GIVEN PROBLEM: Extract the complete data exactly as given.

>> BEGIN DATA SECTION

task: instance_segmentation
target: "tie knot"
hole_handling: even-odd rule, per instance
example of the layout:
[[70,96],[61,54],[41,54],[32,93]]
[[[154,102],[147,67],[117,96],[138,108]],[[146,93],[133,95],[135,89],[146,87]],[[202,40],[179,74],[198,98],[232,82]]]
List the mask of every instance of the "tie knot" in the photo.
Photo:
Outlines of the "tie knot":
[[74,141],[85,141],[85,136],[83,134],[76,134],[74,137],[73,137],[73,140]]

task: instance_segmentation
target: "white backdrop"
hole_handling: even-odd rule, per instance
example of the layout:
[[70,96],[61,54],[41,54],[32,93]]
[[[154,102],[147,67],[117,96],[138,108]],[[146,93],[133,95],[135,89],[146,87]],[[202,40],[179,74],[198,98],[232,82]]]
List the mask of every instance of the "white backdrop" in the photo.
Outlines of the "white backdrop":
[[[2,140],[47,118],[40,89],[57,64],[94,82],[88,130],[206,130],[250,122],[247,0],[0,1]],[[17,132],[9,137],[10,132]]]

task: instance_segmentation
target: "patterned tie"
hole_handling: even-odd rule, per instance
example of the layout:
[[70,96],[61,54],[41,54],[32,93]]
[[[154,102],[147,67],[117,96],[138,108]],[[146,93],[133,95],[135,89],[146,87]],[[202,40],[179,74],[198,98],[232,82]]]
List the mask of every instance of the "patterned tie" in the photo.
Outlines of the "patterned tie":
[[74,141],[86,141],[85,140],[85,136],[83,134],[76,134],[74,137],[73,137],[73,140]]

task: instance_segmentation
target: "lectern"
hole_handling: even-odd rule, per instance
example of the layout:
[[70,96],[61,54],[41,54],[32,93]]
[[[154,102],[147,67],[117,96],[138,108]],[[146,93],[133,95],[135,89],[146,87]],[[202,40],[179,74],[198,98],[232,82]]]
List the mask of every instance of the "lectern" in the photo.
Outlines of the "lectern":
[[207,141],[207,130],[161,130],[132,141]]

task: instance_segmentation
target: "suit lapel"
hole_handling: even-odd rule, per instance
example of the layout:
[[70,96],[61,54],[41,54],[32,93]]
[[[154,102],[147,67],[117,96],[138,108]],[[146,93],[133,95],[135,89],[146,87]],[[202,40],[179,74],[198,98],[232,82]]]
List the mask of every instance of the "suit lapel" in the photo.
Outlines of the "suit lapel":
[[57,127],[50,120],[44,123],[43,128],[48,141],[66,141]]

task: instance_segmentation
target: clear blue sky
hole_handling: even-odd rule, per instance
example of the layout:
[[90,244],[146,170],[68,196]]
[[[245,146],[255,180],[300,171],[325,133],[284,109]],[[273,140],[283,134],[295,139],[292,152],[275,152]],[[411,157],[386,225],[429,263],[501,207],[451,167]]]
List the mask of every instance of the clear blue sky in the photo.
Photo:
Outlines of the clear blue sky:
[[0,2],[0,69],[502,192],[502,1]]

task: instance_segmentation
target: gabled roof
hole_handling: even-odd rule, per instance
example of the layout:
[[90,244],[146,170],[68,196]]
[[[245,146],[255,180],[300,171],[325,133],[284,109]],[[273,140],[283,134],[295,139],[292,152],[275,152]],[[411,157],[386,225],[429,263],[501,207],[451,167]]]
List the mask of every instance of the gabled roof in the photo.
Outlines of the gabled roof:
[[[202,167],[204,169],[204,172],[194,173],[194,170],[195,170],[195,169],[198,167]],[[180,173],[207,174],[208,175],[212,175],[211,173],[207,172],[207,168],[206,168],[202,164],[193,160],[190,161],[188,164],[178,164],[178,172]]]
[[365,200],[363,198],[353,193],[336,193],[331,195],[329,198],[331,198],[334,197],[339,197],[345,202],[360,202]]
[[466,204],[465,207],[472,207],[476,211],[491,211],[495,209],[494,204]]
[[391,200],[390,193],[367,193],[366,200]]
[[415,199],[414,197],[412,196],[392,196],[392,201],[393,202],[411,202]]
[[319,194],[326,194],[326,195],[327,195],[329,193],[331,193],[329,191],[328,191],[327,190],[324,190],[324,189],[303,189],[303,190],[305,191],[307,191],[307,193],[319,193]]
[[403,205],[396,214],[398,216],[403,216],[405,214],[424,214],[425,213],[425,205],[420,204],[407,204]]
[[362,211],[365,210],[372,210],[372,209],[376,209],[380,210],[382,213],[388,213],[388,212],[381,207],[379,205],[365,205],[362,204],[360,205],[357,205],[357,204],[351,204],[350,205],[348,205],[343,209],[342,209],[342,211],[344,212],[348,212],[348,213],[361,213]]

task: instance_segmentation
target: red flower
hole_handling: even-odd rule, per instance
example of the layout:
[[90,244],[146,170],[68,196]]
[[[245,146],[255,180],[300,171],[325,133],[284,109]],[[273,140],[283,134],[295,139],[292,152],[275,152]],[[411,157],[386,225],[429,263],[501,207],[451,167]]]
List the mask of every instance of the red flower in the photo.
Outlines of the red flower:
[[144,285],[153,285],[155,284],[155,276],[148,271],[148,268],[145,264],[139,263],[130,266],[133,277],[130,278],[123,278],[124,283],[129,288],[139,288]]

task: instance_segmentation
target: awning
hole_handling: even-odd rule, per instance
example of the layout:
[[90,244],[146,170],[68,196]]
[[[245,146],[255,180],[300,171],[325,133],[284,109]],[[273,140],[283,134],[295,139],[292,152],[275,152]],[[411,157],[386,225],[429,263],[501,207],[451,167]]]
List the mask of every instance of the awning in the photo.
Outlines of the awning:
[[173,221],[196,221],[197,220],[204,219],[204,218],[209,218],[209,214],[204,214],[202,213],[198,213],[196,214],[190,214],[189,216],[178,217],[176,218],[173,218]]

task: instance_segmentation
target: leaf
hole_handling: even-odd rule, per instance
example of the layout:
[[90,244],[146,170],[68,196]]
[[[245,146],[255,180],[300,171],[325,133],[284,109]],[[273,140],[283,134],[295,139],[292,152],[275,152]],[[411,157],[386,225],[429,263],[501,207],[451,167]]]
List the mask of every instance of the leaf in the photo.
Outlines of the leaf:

>> END DATA SECTION

RESPONSE:
task: instance_segmentation
target: "tie knot"
hole_handling: even-odd rule, per instance
example of the layout:
[[70,96],[61,54],[41,54],[32,93]]
[[[154,102],[147,67],[117,96],[138,108]],[[146,93],[133,95],[135,89],[146,87]],[[202,40],[179,74],[198,98],[232,82]]]
List the mask of every instance of the "tie knot" in the photo.
Photo:
Outlines of the "tie knot":
[[74,141],[85,141],[85,136],[83,134],[76,134],[74,137],[73,137],[73,140]]

task: instance_segmentation
target: "white backdrop"
hole_handling: even-odd rule, per instance
example of the layout:
[[70,96],[61,54],[41,54],[32,93]]
[[[154,102],[147,67],[117,96],[138,108]],[[146,93],[133,95],[135,89],[146,87]],[[202,40],[179,74],[198,98],[232,82]]]
List the mask of every instance of the "white backdrop" in the photo.
Outlines of the "white backdrop":
[[[2,140],[47,118],[40,89],[57,64],[94,82],[88,130],[206,130],[250,122],[247,0],[0,1]],[[17,132],[9,137],[10,132]]]

task: instance_segmentation
target: "patterned tie"
hole_handling: even-odd rule, per instance
example of the layout:
[[70,96],[61,54],[41,54],[32,93]]
[[[154,102],[147,67],[117,96],[138,108]],[[146,93],[133,95],[135,89],[146,87]],[[202,40],[179,74],[198,98],[232,82]]]
List the mask of every instance of the "patterned tie" in the photo.
Outlines of the "patterned tie":
[[74,141],[86,141],[85,140],[85,136],[83,134],[76,134],[74,137],[73,137],[73,140]]

task: instance_segmentation
target: "lectern"
hole_handling: even-odd rule, per instance
example of the layout:
[[70,96],[61,54],[41,54],[32,93]]
[[[154,102],[147,67],[117,96],[138,108]],[[146,93],[133,95],[135,89],[146,87]],[[202,40],[179,74],[198,98],[232,82]]]
List the mask of every instance of the "lectern" in the photo.
Outlines of the "lectern":
[[207,141],[207,130],[161,130],[132,141]]

task: instance_segmentation
target: "suit lapel"
hole_handling: even-odd rule, per instance
example of the layout:
[[70,96],[61,54],[41,54],[32,93]]
[[[154,102],[147,67],[117,96],[138,108]],[[146,93],[133,95],[135,89],[146,87]],[[202,40],[179,74],[198,98],[232,82]]]
List the mask of every instance of the "suit lapel" in the photo.
Outlines of the "suit lapel":
[[57,127],[50,120],[44,123],[43,128],[48,141],[66,141]]

task: instance_segmentation
target: clear blue sky
hole_handling: even-odd rule, per instance
example of the layout:
[[90,244],[146,170],[68,196]]
[[[245,146],[255,180],[300,171],[325,133],[284,109]],[[273,140],[283,134],[295,139],[292,152],[275,152]],[[411,157],[386,225],[429,263],[501,207],[451,167]]]
List the mask of every instance of the clear blue sky in the photo.
Photo:
Outlines of the clear blue sky:
[[0,2],[0,69],[502,192],[502,1]]

task: instance_segmentation
target: gabled roof
hole_handling: even-odd rule, per instance
example of the layout:
[[90,244],[146,170],[68,196]]
[[[245,146],[255,180],[300,171],[325,133],[284,109]],[[273,140],[283,134],[295,139],[292,152],[275,152]],[[411,157],[386,225],[429,263],[501,207],[451,167]]]
List the mask of every instance of the gabled roof in the photo.
Outlines of the gabled roof:
[[[202,167],[204,169],[204,172],[194,173],[194,170],[195,170],[195,169],[198,167]],[[180,173],[207,174],[208,175],[212,175],[211,173],[207,172],[207,168],[206,168],[202,164],[193,160],[190,161],[188,164],[178,164],[178,172]]]
[[365,200],[363,198],[353,193],[336,193],[331,195],[329,198],[331,198],[334,197],[339,197],[345,202],[360,202]]
[[466,204],[465,207],[472,207],[476,211],[491,211],[495,209],[494,204]]
[[391,200],[390,193],[367,193],[366,200]]
[[415,199],[414,197],[412,196],[392,196],[392,201],[393,202],[411,202]]
[[319,194],[326,194],[326,195],[327,195],[329,193],[331,193],[329,191],[328,191],[327,190],[324,190],[324,189],[303,189],[303,190],[305,191],[307,191],[307,193],[319,193]]
[[403,205],[396,214],[398,216],[403,216],[405,214],[424,214],[425,213],[425,205],[420,204],[407,204]]
[[362,211],[365,210],[372,210],[372,209],[376,209],[380,210],[382,213],[388,213],[388,212],[381,207],[379,205],[365,205],[362,204],[360,205],[357,205],[357,204],[351,204],[350,205],[348,205],[343,209],[342,209],[342,211],[344,212],[348,212],[348,213],[361,213]]

task: instance_segmentation
target: red flower
hole_handling: even-odd rule, per instance
example of the layout:
[[90,244],[146,170],[68,196]]
[[[245,146],[255,180],[300,171],[325,133],[284,109]],[[273,140],[283,134],[295,139],[292,152],[275,152]],[[411,157],[386,225],[429,263],[501,207],[451,167]]]
List the mask of every instance of the red flower in the photo.
Outlines of the red flower:
[[144,285],[153,285],[155,284],[155,276],[148,271],[148,268],[145,264],[139,263],[130,266],[133,277],[130,278],[123,278],[124,283],[129,288],[139,288]]

task: instance_segmentation
target: awning
hole_handling: even-odd rule, per instance
example of the layout:
[[90,244],[146,170],[68,196]]
[[[245,146],[255,180],[300,171],[325,133],[284,109]],[[273,140],[283,134],[295,139],[292,152],[275,152]],[[411,157],[386,225],[429,263],[501,207],[451,167]]]
List the mask of every instance of the awning in the photo.
Outlines of the awning:
[[173,221],[196,221],[197,220],[204,219],[204,218],[209,218],[209,214],[204,214],[202,213],[198,213],[196,214],[190,214],[189,216],[178,217],[176,218],[173,218]]

task: instance_segmentation
target: leaf
hole_handling: even-odd rule, per instance
example of the layout:
[[90,244],[146,170],[68,196]]
[[[245,146],[255,180],[300,171],[325,133],[284,109]],[[273,140],[283,134],[295,139],[292,152],[275,152]],[[411,157],[386,225],[429,263],[501,207],[451,167]]]
List the mask of every instance of the leaf in the photo.
Outlines of the leaf:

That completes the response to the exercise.